ISTRUZIONI DEL COMPITO: Stampa dall'articolo sul film «Il cuore nel pozzo», riportato più sotto, il brano che comincia con "Prolusione del direttore" e prosegue fino a "Comunicazioni Maurizio Gasparri.".

Il cuore è nel pozzo, ma manca l'Istria

di Anna Maria Mori

«Il cuore nel pozzo»: il cuore è quello dell'Istria, degli istriani, anche
il mio di conseguenza, e il «pozzo» è un bel modo di parlare delle foibe
senza nominarle esplicitamente. Il film televisivo di Alberto Negrin
(prodotto da Angelo Rizzoli) voluto dalla Rai e dal governo per segnalare
alla memoria collettiva la tragedia degli istriani nel Giorno del ricordo è
stato presentato in un tripudio di coccarde tricolori appuntate sui baveri
delle giacche e sui colli di pelliccia dei numerosissimi invitati al Palazzo
dei Congressi di Roma venerdì pomeriggio.

Prolusione del direttore Rai della fiction, Agostino Saccà: «Come servizio
pubblico abbiamo il dovere di raccontare la storia... Non possiamo, non
dobbiamo e non vogliamo limitarci al "qui e ora"». Sante parole. Poi parla
anche il ministro delle Comunicazioni Maurizio Gasparri.

ESTRATTO DEI DATI:
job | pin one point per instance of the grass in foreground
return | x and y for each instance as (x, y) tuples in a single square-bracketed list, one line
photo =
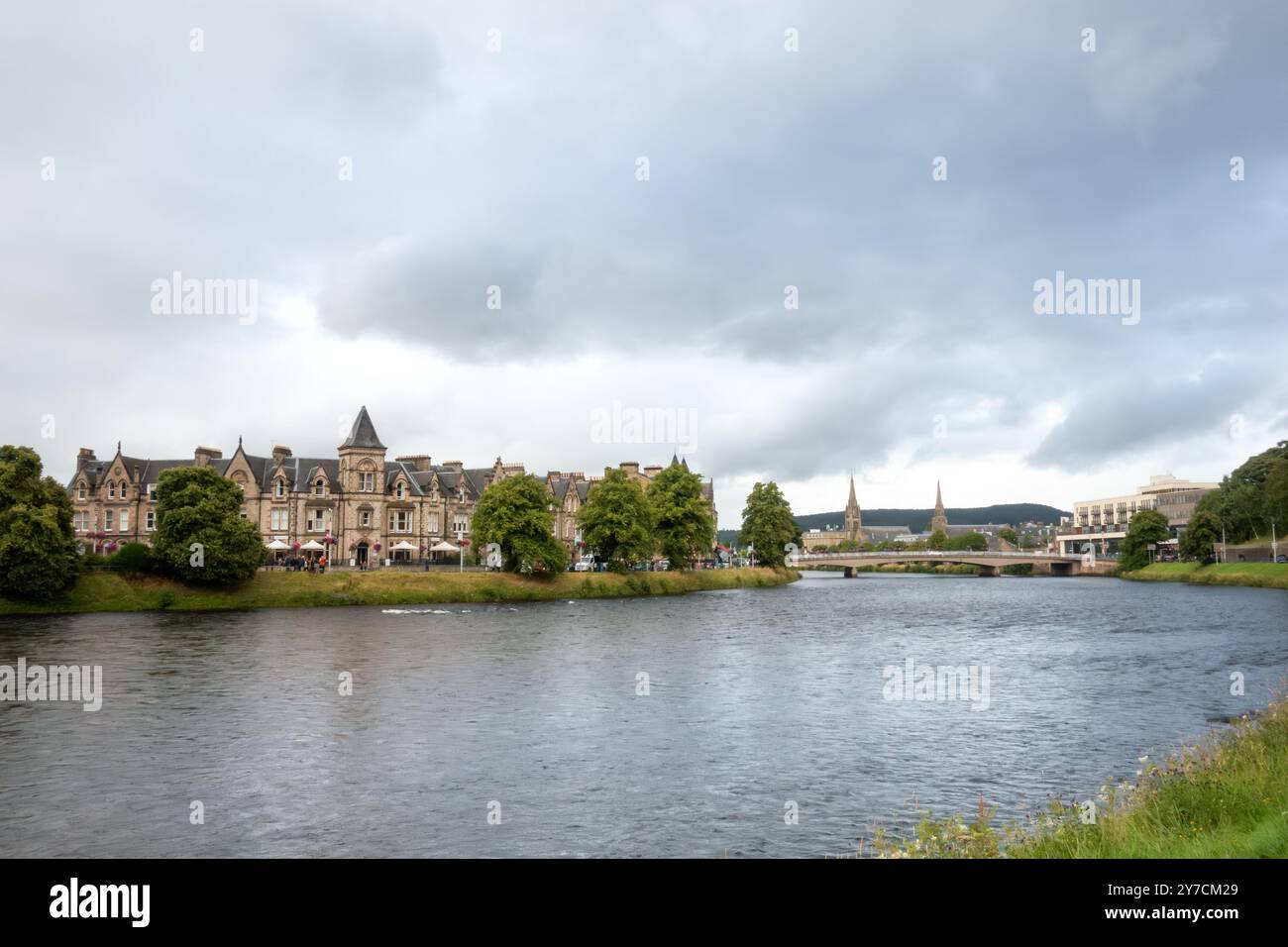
[(1262, 575), (110, 591), (1227, 797)]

RISPOSTA AL COMPITO:
Prolusione del direttore Rai della fiction, Agostino Saccà: «Come servizio
pubblico abbiamo il dovere di raccontare la storia... Non possiamo, non
dobbiamo e non vogliamo limitarci al "qui e ora"». Sante parole. Poi parla
anche il ministro delle Comunicazioni Maurizio Gasparri.